[[ Records for this task open ]]

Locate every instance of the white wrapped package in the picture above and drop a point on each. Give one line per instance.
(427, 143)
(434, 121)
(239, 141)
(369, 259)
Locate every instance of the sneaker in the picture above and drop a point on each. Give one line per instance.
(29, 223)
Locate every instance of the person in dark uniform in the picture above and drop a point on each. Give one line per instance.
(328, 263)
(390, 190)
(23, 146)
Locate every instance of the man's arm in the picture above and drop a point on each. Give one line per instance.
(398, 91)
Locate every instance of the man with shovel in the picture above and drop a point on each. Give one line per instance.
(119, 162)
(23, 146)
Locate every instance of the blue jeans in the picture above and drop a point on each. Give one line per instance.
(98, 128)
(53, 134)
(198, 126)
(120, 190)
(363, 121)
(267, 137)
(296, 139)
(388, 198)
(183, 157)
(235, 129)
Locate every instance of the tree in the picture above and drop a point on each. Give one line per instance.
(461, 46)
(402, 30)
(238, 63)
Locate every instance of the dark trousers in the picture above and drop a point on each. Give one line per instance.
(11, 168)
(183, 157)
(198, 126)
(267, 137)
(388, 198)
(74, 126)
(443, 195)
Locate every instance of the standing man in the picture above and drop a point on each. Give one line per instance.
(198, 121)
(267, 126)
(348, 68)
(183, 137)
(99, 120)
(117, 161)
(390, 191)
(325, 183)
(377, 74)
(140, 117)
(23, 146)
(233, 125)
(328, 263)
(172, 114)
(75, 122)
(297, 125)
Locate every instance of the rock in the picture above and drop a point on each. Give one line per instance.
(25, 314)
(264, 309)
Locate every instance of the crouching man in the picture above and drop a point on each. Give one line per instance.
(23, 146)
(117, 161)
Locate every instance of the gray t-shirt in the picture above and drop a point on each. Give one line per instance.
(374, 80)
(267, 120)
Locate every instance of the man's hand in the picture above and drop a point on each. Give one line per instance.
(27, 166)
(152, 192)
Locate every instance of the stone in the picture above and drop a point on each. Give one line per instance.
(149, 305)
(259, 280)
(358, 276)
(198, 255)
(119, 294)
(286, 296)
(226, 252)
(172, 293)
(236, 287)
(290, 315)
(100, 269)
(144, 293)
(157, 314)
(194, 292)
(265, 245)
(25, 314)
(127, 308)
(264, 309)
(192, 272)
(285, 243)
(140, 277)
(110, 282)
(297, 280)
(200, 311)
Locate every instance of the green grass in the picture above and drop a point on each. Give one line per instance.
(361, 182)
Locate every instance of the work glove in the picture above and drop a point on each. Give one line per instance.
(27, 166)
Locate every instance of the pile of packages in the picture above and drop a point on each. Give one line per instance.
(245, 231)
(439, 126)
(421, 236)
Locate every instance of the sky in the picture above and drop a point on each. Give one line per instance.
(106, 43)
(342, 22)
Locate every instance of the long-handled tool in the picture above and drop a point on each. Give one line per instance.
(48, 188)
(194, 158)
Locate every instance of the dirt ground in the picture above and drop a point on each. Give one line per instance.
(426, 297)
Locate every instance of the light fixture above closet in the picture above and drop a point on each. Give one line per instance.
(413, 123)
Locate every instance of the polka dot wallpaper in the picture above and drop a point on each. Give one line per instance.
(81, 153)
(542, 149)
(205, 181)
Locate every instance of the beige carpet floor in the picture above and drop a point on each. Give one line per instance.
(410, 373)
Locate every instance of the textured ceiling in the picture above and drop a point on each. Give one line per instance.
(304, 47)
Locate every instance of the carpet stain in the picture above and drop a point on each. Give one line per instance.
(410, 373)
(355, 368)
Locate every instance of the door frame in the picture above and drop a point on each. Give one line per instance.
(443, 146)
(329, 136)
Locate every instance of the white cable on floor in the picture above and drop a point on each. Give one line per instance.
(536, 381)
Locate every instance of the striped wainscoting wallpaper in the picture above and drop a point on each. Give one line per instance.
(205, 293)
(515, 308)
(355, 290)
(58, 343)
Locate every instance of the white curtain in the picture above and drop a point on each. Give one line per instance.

[[ Records for this task closed ]]

Restate all of the data above. Match it word for word.

Locate every instance of the white wrapped package in the picture above and drop a point on each. Give one line per instance.
(427, 143)
(434, 121)
(239, 141)
(369, 259)
Locate every instance of the sneaker in the picture above and drop a point on each. Give one line per instance.
(29, 223)
Locate every instance of the person in dark uniform in the picture above and drop a point on each. Give one line per instance.
(328, 263)
(390, 190)
(23, 146)
Locate every instance of the man's arm in the picture above and drop a point on each. Give one line per instance.
(398, 91)
Locate every instance of the man with shovel in the picture above and drop a point on each. Give one line per instance.
(119, 162)
(23, 146)
Locate every instance of the blue jeans in the picture above and drop a point on each. Give one line per instance.
(98, 128)
(53, 134)
(198, 126)
(120, 190)
(363, 121)
(267, 137)
(296, 139)
(388, 198)
(183, 157)
(235, 129)
Locate every instance of the tree in the picture above and drop a point on each. Give one line per instance.
(461, 46)
(402, 30)
(238, 63)
Locate every instance of the dark trousers in the picture above and drop a point on each. Give one line per instance.
(11, 168)
(183, 157)
(198, 126)
(267, 137)
(388, 198)
(74, 126)
(443, 195)
Locate every instance of the standing man in the picture above and drop a point on each. Give one line per instance.
(198, 121)
(267, 126)
(348, 68)
(183, 137)
(99, 120)
(117, 161)
(390, 191)
(325, 183)
(377, 74)
(140, 117)
(23, 146)
(233, 125)
(328, 263)
(172, 114)
(75, 122)
(297, 125)
Locate every instance of the rock in the picture above and drop a point on each. Give one line per instance.
(25, 314)
(264, 309)
Locate every instance of the crouching man in the picture above and drop a point on each. Give one line per instance.
(23, 146)
(117, 161)
Locate every instance of the gray t-shirt in the picture above and drop a point on each. Give one line per instance.
(374, 80)
(267, 120)
Locate every instance of the man's hand in the picture above and drop a point on each. Give one line per instance.
(27, 166)
(152, 192)
Locate every instance of the stone in the picture above and drop a point on each. Give one line per instance.
(149, 305)
(259, 280)
(358, 276)
(198, 255)
(119, 294)
(286, 296)
(226, 252)
(172, 293)
(236, 287)
(290, 315)
(100, 269)
(144, 293)
(157, 314)
(194, 292)
(265, 245)
(25, 314)
(127, 308)
(264, 309)
(192, 272)
(285, 243)
(140, 277)
(110, 282)
(297, 280)
(200, 311)
Locate every instance of the green grass in the picture above and drop a point on each. Give one line per instance.
(361, 182)
Locate every instance of the work glove in the picture above and drop a point on each. Give one line per instance.
(27, 166)
Locate every instance of the pile of packages in the picture above and drop a point on each. Give one line per instance.
(245, 231)
(439, 126)
(421, 236)
Locate every instance of the sky in the picture above and drop a point on each. Give one line per instance.
(106, 43)
(342, 22)
Locate every instance of the long-handled tool in the picture above and drop a point on each. Give one line per instance.
(48, 188)
(194, 158)
Locate every instance of the dirt ground in the picture above and drop a point on each. Give one line per instance.
(426, 297)
Locate every instance of the light fixture above closet in the picture above and drop a point on each. Give one line per instance.
(413, 123)
Locate every instance of the polka dot wallpaper in the picture above and drop a point on each. Give one line per instance.
(81, 153)
(542, 149)
(205, 181)
Locate every instance of the beige carpet floor in the picture above and drop a point on each. Give one line per instance.
(410, 373)
Locate every instance of the textured ceiling in the picture above and drop a point on each. Give one line per instance.
(304, 47)
Locate every instance of the carpet stain in the picture above and drop a point on each. Give one line per instance.
(410, 373)
(355, 368)
Locate every instance of the door frame in the picture above and drop a point on each. Give one line per instance.
(443, 146)
(329, 136)
Locate every instance of the white cable on floor in the picture above and drop a point on each. Give one line per instance.
(536, 381)
Locate every instance of the striped wainscoting wallpaper in the picture above and drop a point on each. Give one line per instance.
(205, 293)
(515, 308)
(355, 290)
(58, 343)
Locate every instance of the white curtain in the picture above and drop a point on each. Give one line per instance.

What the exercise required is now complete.